- **EXERCISE DETAILS**
Render the lines below as a numbered list, omitting blank lines and leaving the pictures out of the answer.

- **SUPPLIED MATERIAL**
- - -
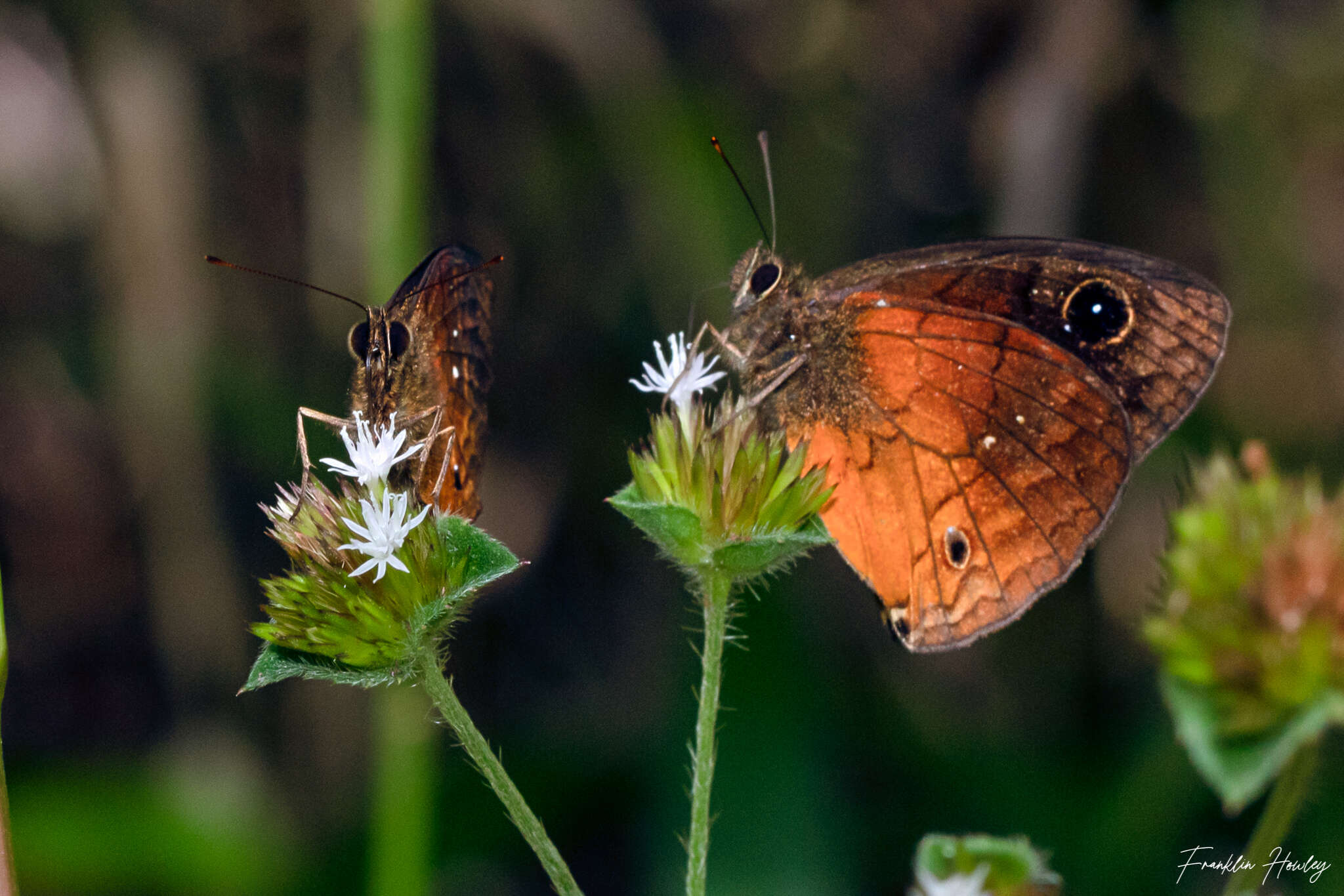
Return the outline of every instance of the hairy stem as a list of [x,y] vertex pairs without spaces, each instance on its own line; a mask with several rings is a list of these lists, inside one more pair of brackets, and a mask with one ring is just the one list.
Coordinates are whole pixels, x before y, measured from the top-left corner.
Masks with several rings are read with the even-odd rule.
[[723,641],[728,631],[732,579],[714,570],[702,579],[704,649],[700,653],[700,711],[695,720],[695,766],[691,771],[691,832],[687,837],[685,892],[704,896],[710,853],[710,787],[714,783],[715,725],[723,681]]
[[485,737],[472,724],[472,717],[466,715],[466,708],[457,699],[457,693],[453,692],[453,682],[444,677],[444,672],[438,666],[438,656],[433,647],[426,646],[419,652],[415,666],[430,700],[434,701],[434,705],[444,715],[449,727],[453,728],[457,739],[461,740],[462,747],[466,750],[466,755],[472,758],[476,768],[485,776],[491,789],[495,790],[495,795],[504,803],[504,811],[508,813],[509,819],[517,827],[519,833],[523,834],[527,845],[536,853],[542,868],[546,869],[547,877],[551,879],[551,885],[555,887],[555,891],[560,896],[582,896],[579,885],[574,881],[574,875],[570,873],[569,865],[560,858],[555,844],[547,837],[542,821],[528,807],[527,801],[523,799],[523,794],[513,785],[513,779],[504,771],[504,766],[495,755],[495,751],[491,750]]
[[[9,641],[4,631],[4,587],[0,586],[0,703],[9,682]],[[4,775],[0,751],[0,896],[16,896],[19,880],[13,873],[13,840],[9,836],[9,785]]]
[[[1246,844],[1246,852],[1242,853],[1246,861],[1253,862],[1255,868],[1235,872],[1227,881],[1223,896],[1254,893],[1259,883],[1265,880],[1265,872],[1269,870],[1265,868],[1266,862],[1284,857],[1284,840],[1292,830],[1297,813],[1302,809],[1308,786],[1316,772],[1318,755],[1320,742],[1312,740],[1298,747],[1293,758],[1288,760],[1288,766],[1274,782],[1274,791],[1270,793],[1269,802],[1265,803],[1263,814],[1255,822],[1255,830],[1251,832],[1251,840]],[[1278,853],[1274,853],[1275,848],[1279,848]]]

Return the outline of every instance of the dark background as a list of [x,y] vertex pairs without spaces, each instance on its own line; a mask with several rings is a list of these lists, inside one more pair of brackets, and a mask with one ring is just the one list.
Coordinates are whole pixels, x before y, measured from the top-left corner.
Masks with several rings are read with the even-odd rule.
- - -
- **RESULT FOR THIS EXERCISE**
1. Return the outline of every instance of the hairy stem as a list of [x,y] vertex pairs without spaces, each instance on its own line; a mask with several rings is a list of these lists, inside one more pair of brackets, and a mask with one ring is just the one list.
2. Coordinates are whole pixels, x before y, measured from the top-left corner.
3. Masks with several rings are read with the even-odd rule.
4. [[723,641],[728,631],[732,579],[714,570],[702,579],[704,649],[700,653],[700,711],[695,720],[695,766],[691,771],[691,832],[687,837],[685,892],[704,896],[710,853],[710,787],[714,783],[715,725],[723,681]]
5. [[485,737],[472,724],[472,717],[466,715],[466,708],[457,699],[457,693],[453,692],[453,682],[444,677],[444,672],[438,666],[438,656],[433,647],[426,646],[419,652],[415,666],[430,700],[434,701],[434,705],[444,715],[449,727],[453,728],[457,739],[461,740],[462,747],[466,750],[466,755],[472,758],[476,768],[485,776],[491,789],[495,790],[495,795],[504,803],[504,811],[508,813],[509,819],[517,827],[519,833],[523,834],[527,845],[536,853],[542,868],[546,869],[547,877],[551,879],[551,885],[555,887],[555,891],[560,896],[582,896],[579,885],[574,881],[574,875],[570,873],[569,865],[560,858],[555,844],[547,837],[542,821],[528,807],[527,801],[523,799],[523,794],[513,785],[513,779],[504,771],[504,766],[495,755],[495,751],[491,750]]
6. [[[9,641],[4,631],[4,587],[0,586],[0,703],[9,682]],[[4,775],[0,751],[0,896],[16,896],[19,880],[13,873],[13,840],[9,836],[9,785]]]
7. [[[1246,844],[1246,852],[1242,853],[1246,861],[1253,862],[1255,868],[1235,872],[1227,881],[1223,896],[1254,893],[1259,883],[1265,880],[1265,872],[1269,870],[1265,868],[1266,862],[1284,857],[1284,840],[1292,830],[1297,813],[1302,809],[1308,786],[1316,772],[1318,755],[1320,742],[1312,740],[1298,747],[1293,758],[1288,760],[1288,766],[1274,782],[1274,791],[1270,793],[1269,802],[1265,803],[1263,814],[1255,822],[1255,830],[1251,832],[1251,840]],[[1278,853],[1274,853],[1275,848],[1279,848]]]
8. Return the outline of every instance of the dark background as a list of [x,y] vertex pairs without spaces, each instance on its own line; a mask with several rings is a list of these lists, inside one more pair of brackets, and a mask with one ring is just the one list.
9. Coordinates are whole pixels, x before y, measured from the top-left corner.
10. Masks with several rings are read with the even-odd rule.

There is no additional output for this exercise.